─── Data ───

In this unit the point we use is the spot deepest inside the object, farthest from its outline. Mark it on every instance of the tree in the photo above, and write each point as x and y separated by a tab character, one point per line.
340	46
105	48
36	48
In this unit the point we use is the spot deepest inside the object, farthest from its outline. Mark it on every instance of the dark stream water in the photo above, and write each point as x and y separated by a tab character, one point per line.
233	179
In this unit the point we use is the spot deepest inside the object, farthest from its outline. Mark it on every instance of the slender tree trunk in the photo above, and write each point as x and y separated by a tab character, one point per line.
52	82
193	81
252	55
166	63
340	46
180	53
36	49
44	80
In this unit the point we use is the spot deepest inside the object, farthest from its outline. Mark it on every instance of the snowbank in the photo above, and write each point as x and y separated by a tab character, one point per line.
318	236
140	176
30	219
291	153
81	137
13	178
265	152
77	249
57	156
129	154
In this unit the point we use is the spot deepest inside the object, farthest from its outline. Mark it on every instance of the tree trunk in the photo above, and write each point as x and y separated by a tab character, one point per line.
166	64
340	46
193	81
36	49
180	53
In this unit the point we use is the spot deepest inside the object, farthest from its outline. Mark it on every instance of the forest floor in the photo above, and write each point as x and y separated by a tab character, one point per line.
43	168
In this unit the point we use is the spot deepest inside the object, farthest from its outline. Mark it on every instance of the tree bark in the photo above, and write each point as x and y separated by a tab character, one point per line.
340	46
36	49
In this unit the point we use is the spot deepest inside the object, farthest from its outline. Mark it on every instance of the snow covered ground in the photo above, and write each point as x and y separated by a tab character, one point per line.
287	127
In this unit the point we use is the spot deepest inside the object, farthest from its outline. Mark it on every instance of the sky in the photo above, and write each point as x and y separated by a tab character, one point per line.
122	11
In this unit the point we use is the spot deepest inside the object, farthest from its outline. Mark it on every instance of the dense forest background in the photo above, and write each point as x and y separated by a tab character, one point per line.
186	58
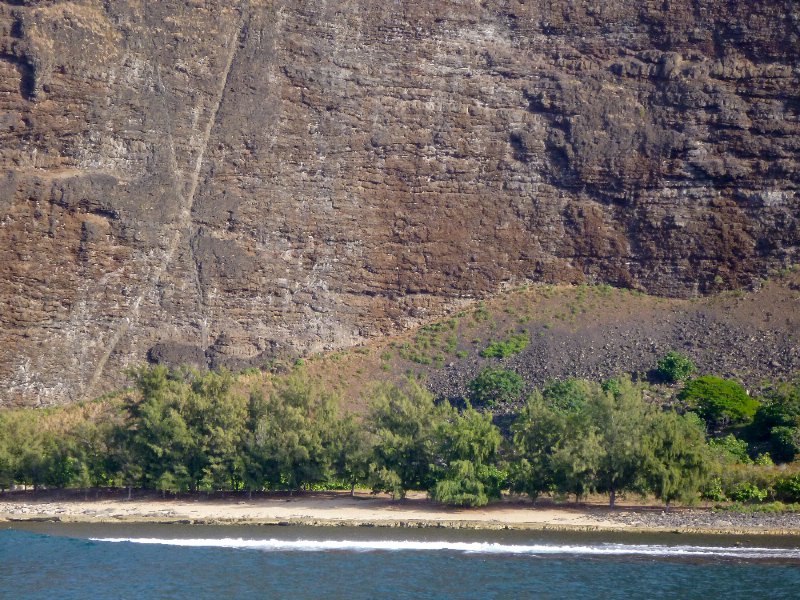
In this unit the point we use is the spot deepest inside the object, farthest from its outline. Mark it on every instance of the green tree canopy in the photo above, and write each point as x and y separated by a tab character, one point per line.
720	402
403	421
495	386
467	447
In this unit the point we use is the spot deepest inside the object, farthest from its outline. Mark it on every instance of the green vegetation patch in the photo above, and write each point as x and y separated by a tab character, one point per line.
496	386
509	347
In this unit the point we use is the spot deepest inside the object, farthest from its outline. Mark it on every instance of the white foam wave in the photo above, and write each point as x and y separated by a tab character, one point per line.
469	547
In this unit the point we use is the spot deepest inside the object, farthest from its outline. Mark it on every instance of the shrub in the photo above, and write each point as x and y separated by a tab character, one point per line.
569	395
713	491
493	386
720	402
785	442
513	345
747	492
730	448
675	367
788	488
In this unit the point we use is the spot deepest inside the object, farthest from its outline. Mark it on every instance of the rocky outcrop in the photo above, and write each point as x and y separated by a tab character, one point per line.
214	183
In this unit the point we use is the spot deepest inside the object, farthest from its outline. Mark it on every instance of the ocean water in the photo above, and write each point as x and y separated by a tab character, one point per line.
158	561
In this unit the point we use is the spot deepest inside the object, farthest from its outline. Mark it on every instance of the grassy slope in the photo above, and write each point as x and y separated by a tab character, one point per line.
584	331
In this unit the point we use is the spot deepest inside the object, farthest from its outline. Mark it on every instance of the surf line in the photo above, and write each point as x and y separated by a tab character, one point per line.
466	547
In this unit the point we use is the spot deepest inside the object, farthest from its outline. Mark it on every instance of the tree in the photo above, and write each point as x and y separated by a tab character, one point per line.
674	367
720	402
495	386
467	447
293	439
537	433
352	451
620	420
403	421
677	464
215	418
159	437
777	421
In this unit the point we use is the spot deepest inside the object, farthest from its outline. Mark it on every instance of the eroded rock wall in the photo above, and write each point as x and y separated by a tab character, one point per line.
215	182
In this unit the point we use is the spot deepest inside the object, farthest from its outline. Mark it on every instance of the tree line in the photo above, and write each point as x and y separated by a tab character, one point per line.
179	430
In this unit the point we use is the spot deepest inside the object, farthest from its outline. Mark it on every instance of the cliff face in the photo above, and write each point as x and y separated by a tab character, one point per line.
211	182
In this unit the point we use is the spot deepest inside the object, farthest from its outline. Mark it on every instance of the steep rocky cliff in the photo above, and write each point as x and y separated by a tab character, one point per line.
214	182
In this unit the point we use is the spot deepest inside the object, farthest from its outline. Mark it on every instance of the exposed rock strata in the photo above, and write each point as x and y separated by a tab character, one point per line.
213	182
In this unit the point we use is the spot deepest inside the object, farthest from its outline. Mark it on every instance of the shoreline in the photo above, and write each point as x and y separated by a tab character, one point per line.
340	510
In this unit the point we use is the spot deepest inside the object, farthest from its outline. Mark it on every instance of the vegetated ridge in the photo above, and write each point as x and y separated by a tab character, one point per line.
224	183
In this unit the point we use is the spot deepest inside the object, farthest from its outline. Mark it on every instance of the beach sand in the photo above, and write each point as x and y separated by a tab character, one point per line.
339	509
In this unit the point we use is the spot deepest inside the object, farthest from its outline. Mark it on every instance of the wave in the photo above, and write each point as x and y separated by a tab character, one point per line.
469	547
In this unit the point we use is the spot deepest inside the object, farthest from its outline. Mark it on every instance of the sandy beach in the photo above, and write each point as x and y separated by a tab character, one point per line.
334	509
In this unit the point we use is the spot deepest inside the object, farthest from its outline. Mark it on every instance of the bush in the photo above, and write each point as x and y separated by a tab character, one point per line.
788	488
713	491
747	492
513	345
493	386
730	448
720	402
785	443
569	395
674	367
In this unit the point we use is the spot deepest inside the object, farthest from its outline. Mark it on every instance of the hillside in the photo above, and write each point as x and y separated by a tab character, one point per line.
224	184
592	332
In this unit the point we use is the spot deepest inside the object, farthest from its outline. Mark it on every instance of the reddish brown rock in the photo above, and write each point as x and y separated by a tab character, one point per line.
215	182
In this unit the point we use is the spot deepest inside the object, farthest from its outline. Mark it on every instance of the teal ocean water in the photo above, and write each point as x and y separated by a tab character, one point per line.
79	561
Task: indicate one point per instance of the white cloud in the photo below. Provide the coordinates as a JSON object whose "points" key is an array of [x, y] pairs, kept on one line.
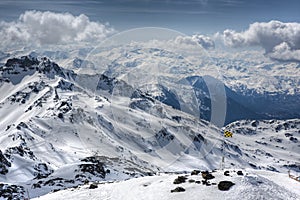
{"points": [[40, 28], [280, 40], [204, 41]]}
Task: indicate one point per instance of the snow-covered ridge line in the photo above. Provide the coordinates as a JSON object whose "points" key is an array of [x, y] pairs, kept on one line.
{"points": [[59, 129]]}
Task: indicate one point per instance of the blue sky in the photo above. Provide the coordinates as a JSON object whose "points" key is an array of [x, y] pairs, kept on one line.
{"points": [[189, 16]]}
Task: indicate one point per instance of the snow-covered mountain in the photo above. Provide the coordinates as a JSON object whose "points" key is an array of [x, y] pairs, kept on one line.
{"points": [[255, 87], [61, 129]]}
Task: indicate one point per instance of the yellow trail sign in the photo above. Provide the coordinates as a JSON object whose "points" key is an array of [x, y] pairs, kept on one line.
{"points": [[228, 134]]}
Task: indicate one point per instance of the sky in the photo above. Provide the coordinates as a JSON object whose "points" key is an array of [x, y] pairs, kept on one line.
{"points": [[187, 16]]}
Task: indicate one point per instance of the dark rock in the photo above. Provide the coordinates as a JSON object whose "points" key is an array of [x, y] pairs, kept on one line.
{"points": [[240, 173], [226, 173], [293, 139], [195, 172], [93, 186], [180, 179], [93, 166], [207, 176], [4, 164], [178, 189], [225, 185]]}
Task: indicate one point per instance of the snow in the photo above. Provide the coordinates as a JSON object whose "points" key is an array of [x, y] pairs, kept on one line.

───

A verbatim printout of the entries above is expected, free of pictures.

In this unit the point we use is the spot deepest inside the object, farthest from its outline. Mark it on every instance of the tree in the photo above, and write each point as x and y separated by a tab character, one point per line.
340	46
105	48
36	48
In this unit the point we use is the spot deepest inside the object, farthest from its outline. Mark it on every instance of the dark stream water in the photo above, and write each point as x and y separated by a tab character, one point per line.
233	179
In this unit the point we use is the spot deepest inside the object, farthest from its outline. Mark it on every instance of the slender tree trunk in the photo above, and write each point as x and y separated by a tab character, one point per line.
52	82
193	81
252	55
166	63
340	46
180	53
36	49
44	80
In this unit the point we use is the spot deepest inside the object, farthest from its outline. Mark it on every instance of the snowbank in the photo above, and write each point as x and y separated by a tab character, one point per line.
318	236
140	176
30	219
291	153
81	137
13	178
265	152
77	249
57	156
129	154
In this unit the point we use is the spot deepest inside the object, farthest from its outline. Mark it on every instance of the tree trunk in the photo above, and write each point as x and y separated by a tab character, one point per line.
166	64
340	46
193	81
36	49
180	53
In this unit the point we use is the spot deepest inside the object, farthest from its outline. Mark it on every instance of the forest floor in the photo above, and write each point as x and y separated by a tab character, one point per line.
43	168
In this unit the point we use is the spot deepest inside the object, farthest from its outline. Mark it on every instance of the tree bark in the photo above, and write each point as x and y separated by a tab character, one point per line.
340	46
36	49
In this unit the point we use is the spot deepest inside the object, farthest from its outline. Mark it on every instance of the snow covered ground in the photo above, and write each point as x and y separated by a tab character, one point per line.
287	127
In this unit the point we use is the spot deepest inside the object, farthest from its outline. Mark it on every instance of the sky in the photo above, and write each point as x and y separated by a tab character, one point per line.
122	11
In this unit the point we use is the spot deepest inside the object, farthest from its outline. Mark it on every instance of the dense forest background in the photo above, and write each point as x and y separated by a tab character, one point per line.
186	58
In this unit the point we use is the spot deepest inside the object, farthest from its outline. Mark it on every instance of the green tree canopy in the photo above, and write each point as x and y separated by a tab character, one point per line.
720	402
403	421
495	386
467	447
In this unit the point we use is the spot deepest inside the object, farthest from its outline. Mark it on every instance of the green vegetation patch in the photo above, and write each point as x and y separated by a tab character, one point per line.
496	386
509	347
In this unit the point we use is the spot deepest inside the object, farthest from its outline. Mark it on every instance of the white foam wave in the photo above, and write each point as x and y separated by a tab character, one point per line.
469	547
In this unit the point we use is the spot deepest inside the object, farthest from its outline. Mark it on every instance of the shrub in the photo above, and write each point as x and y separated by a tab character, one point per line.
569	395
713	491
493	386
720	402
785	442
513	345
747	492
730	448
675	367
788	488
In this unit the point we use is the spot deepest inside the object, farthest from its outline. Mark it on every instance of the rocky outcrop in the photo above, and write each point as x and y separated by a tab character, one point per line.
214	183
In this unit the point we use is the spot deepest inside the object, farthest from its outline. Mark it on every instance of the ocean water in the photo above, and write each point as x and y separated by a tab character, one point per line.
158	561
In this unit the point we use is the spot deepest inside the object, farthest from its outline. Mark it on every instance of the grassy slope in the photo above, and write each point as x and y separated by a tab character, one point per line.
584	331
In this unit the point we use is the spot deepest inside the object, farthest from its outline. Mark it on every instance of the surf line in the photo above, and write each point as x and y separated by a tab character, one point per line.
466	547
In this unit the point we use is the spot deepest inside the object, farthest from its outline. Mark it on every instance of the tree in the photo above, and write each point as x and y separated by a tab character, one point per line.
674	367
720	402
495	386
467	447
293	439
537	433
352	451
620	420
403	421
677	464
215	418
159	437
777	421
In this unit the point we use is the spot deepest inside the object, farthest from its outline. Mark it on every instance of the eroded rock wall in the photo above, and write each point as x and y separated by a tab character, one point per line.
215	182
In this unit the point we use is the spot deepest inside the object, farthest from its outline. Mark it on every instance of the tree line in the photo above, and write each point as x and y separated by a tab character, one point per line.
179	430
In this unit the point we use is the spot deepest inside the object, farthest from its outline. Mark it on every instance of the cliff face in the photo above, and write each point as x and y separated by a tab character, one point per line.
211	182
In this unit the point we use is the spot deepest inside the object, farthest from its outline. Mark it on every instance of the steep rocky cliff in the photo above, and write each point as x and y separated by a tab character, one point per line.
214	182
In this unit the point we use is the spot deepest inside the object, farthest from its outline. Mark it on every instance of the exposed rock strata in the photo above, and write each point as x and y separated by a tab character, one point per line.
213	182
In this unit the point we use is the spot deepest inside the object, farthest from its outline. Mark it on every instance of the shoreline in the photo above, and write each point as x and y separated by a tab character, one point per line.
340	510
In this unit the point we use is the spot deepest inside the object, farthest from its outline. Mark it on every instance of the vegetated ridge in the photo above, and write each point as x and y separated by a tab character, one point per line.
224	183
In this unit the point we use is the spot deepest inside the object, farthest from its outline. Mark it on every instance of the beach sand in the photo above, and write each point as x and y separated by a tab character, one point per line.
339	509
In this unit the point we use is the spot deepest inside the object, farthest from its outline. Mark it on every instance of the wave in the photo above, and write each point as x and y separated by a tab character, one point per line.
469	547
In this unit the point we use is the spot deepest inside the object, farthest from its outline. Mark it on every instance of the sandy beach in the photo above, and write each point as x and y separated by a tab character, one point per line.
334	509
In this unit the point we use is the spot deepest inside the object, farthest from its outline. Mark it on every instance of the bush in the photo above, and write each point as x and y separated by a tab character, one point per line.
788	488
713	491
747	492
513	345
493	386
730	448
720	402
785	443
569	395
674	367
In this unit the point we use is the spot deepest inside the object, farthest from its outline. Mark it on every instance of the hillside in the photo above, and write each point as x and y separated by a tab character, one point per line.
224	184
592	332
In this unit the point we use is the spot deepest inside the object, farthest from its outline. Mark it on every instance of the reddish brown rock in the photo above, and write each point as x and y separated by a tab character, one point per line.
215	182
In this unit the point we use is the spot deepest inside the object, farthest from its outline. Mark it on every instance of the teal ocean water in the photo above, and write each point as x and y separated by a tab character, one point per line.
79	561
Task: indicate one point per instance of the white cloud in the photo below. Provide the coordinates as a JSON object whose "points" key is an array of [x, y] pairs, kept on one line.
{"points": [[40, 28], [280, 40], [204, 41]]}
Task: indicate one point per instance of the snow-covered ridge line in the photo above. Provide the coordinates as a JSON object whose "points" key is an array of [x, y] pairs, kept on one line.
{"points": [[59, 129]]}
Task: indicate one point per instance of the blue sky in the photo above. Provide the coordinates as a JSON object whose "points" key is an array of [x, y] pairs, kept on one line.
{"points": [[189, 16]]}
Task: indicate one point per instance of the snow-covered mountain in the photo above. Provide the coordinates as a JSON object whose "points" key is an array of [x, y] pairs, kept on one line.
{"points": [[255, 87], [61, 129]]}
Task: indicate one point per instance of the yellow trail sign in the photo above. Provide the coordinates as a JSON object whose "points" key is an array of [x, y] pairs, kept on one line.
{"points": [[228, 134]]}
Task: indicate one point per instance of the sky in the photo above. Provide the coordinates as a JSON object whose "points" key is an array of [x, y] pairs, kept on one line.
{"points": [[187, 16]]}
Task: indicate one point per instance of the dark rock in the photo above. Provide the coordinates as a JSON object whose "points" key is an array of [x, y] pairs, kept on one line.
{"points": [[240, 173], [226, 173], [293, 139], [195, 172], [93, 186], [180, 179], [93, 166], [207, 176], [4, 164], [178, 189], [225, 185]]}
Task: indicate one point per instance of the snow in the photo above. Provide the coordinates as a JSON object whose "points" key is an array of [x, y] pairs, kept on one line.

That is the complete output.